▶ _Texte cité_
%%

Au début du XIXème siècle, les squelettes d’ichthyosaures étaient souvent collectés pour leur potentiel en tant que belle pièce digne d’exposition. Ainsi il n’était pas rare que des squelettes partiels soient complétés par d’autres spécimens pour obtenir un squelette plus complet, non pas pour tromper mais pour donner une meilleure vue du squelette. C’est ainsi que de nombreux spécimens historiques d’Angleterre ou d’Allemagne, supposés presque complets, se sont avérés être des squelettes composites. Plusieurs recherches récentes révisent les spécimens historiques d’ichthyosaures mais se heurtent à des spécimens composites trompeurs qui peuvent erroner les conclusions de ces études. Lomax et ses collègues décrivent ainsi les méthodes pour déceler ces spécimens composites.

Pour étudier la construction des spécimens composites d’ichthyosaures particulièrement réussis, Lomax et ses collègues ont analysé le spécimen RNHM F5672. Ce spécimen vendu en 1984 à un musée allemand comme un spécimen authentique compet, étiqueté Ichthyosaurus cf. tenuirostris (maintenant une espèce de Leptonectes) et provenant du jurassique inférieur du comté du Dorset (Angleterre).

%%

▶ _Données enregistrées_

%%

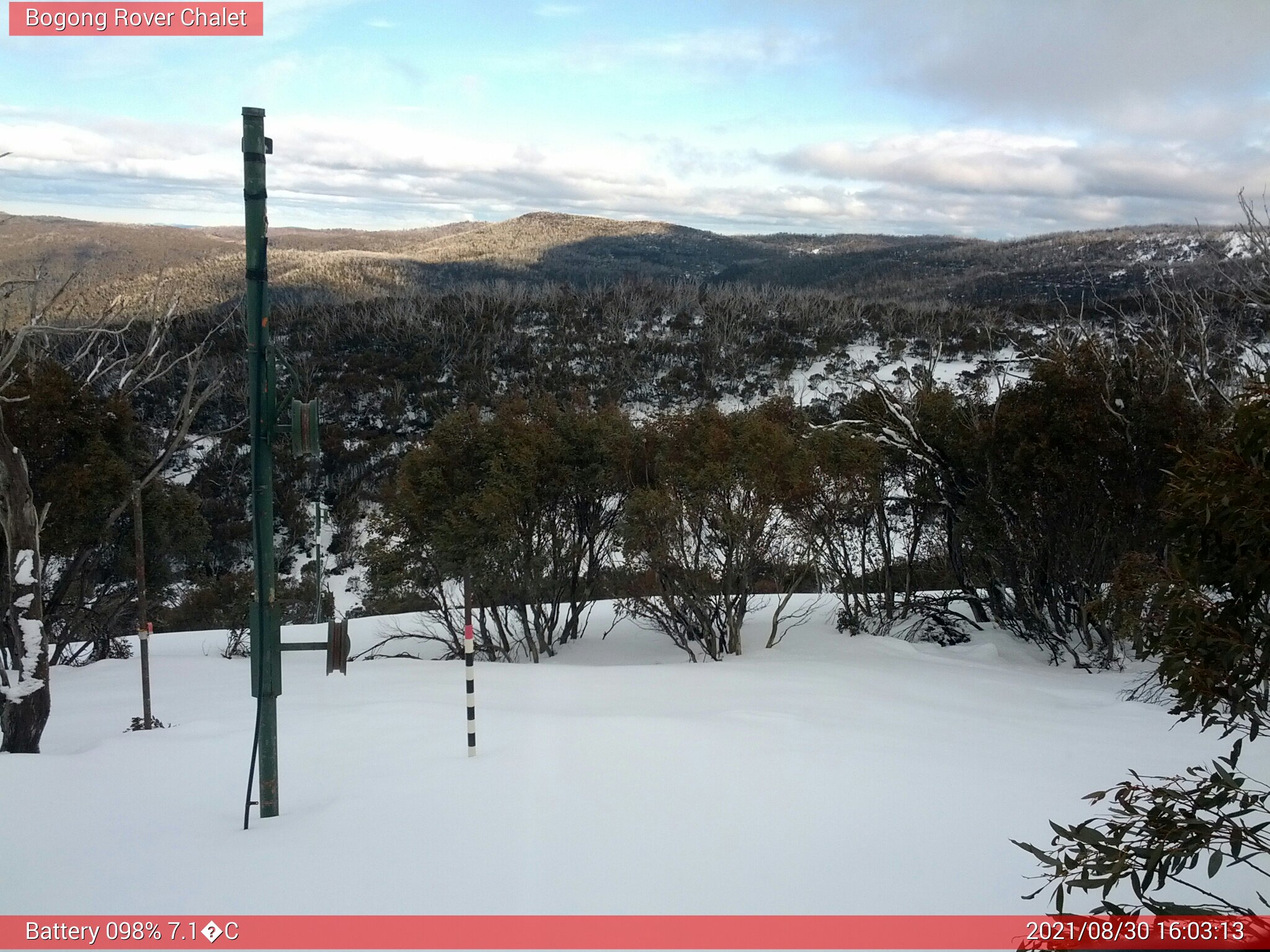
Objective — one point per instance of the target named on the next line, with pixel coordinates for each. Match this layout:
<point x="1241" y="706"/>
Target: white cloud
<point x="390" y="174"/>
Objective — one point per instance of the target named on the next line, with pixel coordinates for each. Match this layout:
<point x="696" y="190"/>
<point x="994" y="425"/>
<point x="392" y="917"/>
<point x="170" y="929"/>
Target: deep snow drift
<point x="828" y="775"/>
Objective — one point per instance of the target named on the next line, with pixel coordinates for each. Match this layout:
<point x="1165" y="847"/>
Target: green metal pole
<point x="318" y="521"/>
<point x="262" y="409"/>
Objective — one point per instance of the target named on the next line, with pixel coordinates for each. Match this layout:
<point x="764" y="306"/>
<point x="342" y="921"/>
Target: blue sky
<point x="984" y="117"/>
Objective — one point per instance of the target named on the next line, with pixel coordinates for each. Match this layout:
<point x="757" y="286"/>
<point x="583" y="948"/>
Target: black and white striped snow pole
<point x="469" y="667"/>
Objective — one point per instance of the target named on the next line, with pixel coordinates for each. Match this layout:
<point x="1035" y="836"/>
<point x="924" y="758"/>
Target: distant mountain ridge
<point x="202" y="266"/>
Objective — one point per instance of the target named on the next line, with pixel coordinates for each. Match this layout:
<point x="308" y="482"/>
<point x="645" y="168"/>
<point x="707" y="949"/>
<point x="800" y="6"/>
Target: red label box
<point x="68" y="18"/>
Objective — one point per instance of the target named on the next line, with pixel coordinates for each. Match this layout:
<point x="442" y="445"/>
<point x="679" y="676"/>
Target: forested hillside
<point x="130" y="266"/>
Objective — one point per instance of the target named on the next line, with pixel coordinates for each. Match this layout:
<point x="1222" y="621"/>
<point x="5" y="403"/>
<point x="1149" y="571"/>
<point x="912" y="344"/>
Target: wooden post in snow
<point x="469" y="667"/>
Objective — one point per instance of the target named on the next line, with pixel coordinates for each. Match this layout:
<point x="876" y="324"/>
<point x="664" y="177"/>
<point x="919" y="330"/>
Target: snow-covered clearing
<point x="828" y="775"/>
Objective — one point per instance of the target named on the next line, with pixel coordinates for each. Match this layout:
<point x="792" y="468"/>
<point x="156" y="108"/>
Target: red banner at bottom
<point x="636" y="932"/>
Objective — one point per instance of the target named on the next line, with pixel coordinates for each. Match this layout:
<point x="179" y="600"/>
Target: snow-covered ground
<point x="828" y="775"/>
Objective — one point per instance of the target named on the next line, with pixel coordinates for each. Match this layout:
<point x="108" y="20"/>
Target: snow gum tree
<point x="1204" y="614"/>
<point x="523" y="501"/>
<point x="708" y="519"/>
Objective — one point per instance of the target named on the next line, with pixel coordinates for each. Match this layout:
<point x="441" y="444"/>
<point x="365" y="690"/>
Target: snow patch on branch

%%

▶ _Consigne_
D'après le texte sur les ichthyosaures, pourquoi complétait-on des squelettes partiels avec d'autres spécimens au début du XIXe siècle ? Expliquez-le en une à trois phrases.

▶ _Réponse proposée_
À cette époque, on collectait souvent les squelettes d'ichthyosaures parce qu'ils pouvaient faire de belles pièces d'exposition. On complétait donc les squelettes partiels avec d'autres spécimens, non pas pour tromper, mais pour donner une meilleure vue du squelette.